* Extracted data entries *
——

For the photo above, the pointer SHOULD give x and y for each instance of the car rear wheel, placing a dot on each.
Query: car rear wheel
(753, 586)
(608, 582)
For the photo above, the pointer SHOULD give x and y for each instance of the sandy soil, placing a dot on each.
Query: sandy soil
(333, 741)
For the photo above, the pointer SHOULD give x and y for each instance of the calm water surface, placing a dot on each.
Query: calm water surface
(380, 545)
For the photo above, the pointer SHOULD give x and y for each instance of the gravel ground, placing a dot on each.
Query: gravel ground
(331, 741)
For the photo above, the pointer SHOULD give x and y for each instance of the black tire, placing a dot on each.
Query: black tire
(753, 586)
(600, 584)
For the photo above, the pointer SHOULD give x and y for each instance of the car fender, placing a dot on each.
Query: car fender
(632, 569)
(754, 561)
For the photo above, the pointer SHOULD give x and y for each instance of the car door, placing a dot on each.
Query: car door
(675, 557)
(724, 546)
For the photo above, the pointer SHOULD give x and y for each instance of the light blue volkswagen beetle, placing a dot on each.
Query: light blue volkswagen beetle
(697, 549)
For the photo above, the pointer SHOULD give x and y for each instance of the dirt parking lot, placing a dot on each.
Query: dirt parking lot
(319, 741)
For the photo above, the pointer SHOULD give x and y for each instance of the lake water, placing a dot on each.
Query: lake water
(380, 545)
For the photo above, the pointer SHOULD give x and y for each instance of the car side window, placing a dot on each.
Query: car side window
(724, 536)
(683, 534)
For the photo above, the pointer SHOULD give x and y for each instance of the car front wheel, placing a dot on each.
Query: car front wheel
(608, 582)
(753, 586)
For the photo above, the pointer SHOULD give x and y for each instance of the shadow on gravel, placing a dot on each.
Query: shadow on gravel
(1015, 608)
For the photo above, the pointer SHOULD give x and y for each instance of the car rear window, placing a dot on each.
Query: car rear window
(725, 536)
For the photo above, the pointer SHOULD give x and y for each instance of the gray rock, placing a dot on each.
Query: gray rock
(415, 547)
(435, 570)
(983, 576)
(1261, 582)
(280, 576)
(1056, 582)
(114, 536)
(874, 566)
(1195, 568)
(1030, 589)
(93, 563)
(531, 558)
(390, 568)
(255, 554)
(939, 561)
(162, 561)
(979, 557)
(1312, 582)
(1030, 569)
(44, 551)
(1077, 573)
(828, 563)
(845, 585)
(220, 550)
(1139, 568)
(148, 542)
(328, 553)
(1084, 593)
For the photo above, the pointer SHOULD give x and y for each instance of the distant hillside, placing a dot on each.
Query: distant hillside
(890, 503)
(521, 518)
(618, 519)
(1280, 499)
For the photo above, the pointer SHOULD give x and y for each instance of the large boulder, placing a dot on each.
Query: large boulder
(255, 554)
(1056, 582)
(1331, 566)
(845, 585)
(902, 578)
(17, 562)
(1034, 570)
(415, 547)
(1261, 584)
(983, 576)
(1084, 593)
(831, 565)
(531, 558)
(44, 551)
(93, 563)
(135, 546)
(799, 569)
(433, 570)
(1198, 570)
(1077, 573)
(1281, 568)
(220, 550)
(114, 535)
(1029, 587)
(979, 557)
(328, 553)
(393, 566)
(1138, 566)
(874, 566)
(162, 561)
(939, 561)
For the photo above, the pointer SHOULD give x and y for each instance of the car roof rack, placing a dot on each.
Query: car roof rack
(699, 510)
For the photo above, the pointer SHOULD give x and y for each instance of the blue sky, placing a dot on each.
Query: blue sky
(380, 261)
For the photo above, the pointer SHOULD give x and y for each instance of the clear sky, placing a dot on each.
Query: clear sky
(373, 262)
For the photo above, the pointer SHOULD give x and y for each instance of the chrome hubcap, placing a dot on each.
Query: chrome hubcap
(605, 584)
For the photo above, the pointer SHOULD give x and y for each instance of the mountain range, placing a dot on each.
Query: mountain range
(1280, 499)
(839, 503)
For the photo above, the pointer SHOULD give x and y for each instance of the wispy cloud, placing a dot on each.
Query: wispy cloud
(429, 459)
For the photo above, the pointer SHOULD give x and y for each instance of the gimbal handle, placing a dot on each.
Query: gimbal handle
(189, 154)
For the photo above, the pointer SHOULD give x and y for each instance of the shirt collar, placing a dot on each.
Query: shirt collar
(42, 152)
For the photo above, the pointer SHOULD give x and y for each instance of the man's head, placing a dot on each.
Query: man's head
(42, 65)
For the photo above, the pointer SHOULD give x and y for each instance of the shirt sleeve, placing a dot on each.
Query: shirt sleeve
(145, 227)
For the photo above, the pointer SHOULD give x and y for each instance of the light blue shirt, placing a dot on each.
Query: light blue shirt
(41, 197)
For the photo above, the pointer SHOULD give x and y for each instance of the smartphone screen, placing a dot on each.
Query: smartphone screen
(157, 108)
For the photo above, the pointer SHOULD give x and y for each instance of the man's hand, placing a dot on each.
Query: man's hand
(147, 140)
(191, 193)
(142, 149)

——

* EXERCISE DETAILS *
Return the span of lines in the data above that opens at the line with "rock, placing a dot on each." and closes at the line with "boulder, placing a dot on each.", exactly, ends included, nothing else.

* ANSWER BOX *
For the photo above, the pointer SHOULD give x and y for each instance of the gray rock, placing a dot on each.
Query: gray rock
(415, 547)
(435, 570)
(983, 576)
(1261, 582)
(280, 576)
(1056, 582)
(114, 536)
(874, 566)
(1195, 568)
(1030, 589)
(93, 563)
(531, 558)
(390, 568)
(255, 554)
(939, 561)
(162, 561)
(979, 557)
(1312, 582)
(1030, 569)
(44, 551)
(1077, 573)
(828, 563)
(845, 585)
(220, 550)
(1139, 568)
(148, 542)
(328, 553)
(1084, 593)
For the photo above, the pointer SHOULD give x and y for each instance of the distant hillside, placing a dot on each.
Query: distant hillside
(890, 503)
(521, 518)
(618, 519)
(1280, 499)
For the photo above, the pointer SHOULD give x and y for each instance of the large boulder, placing a dot on each.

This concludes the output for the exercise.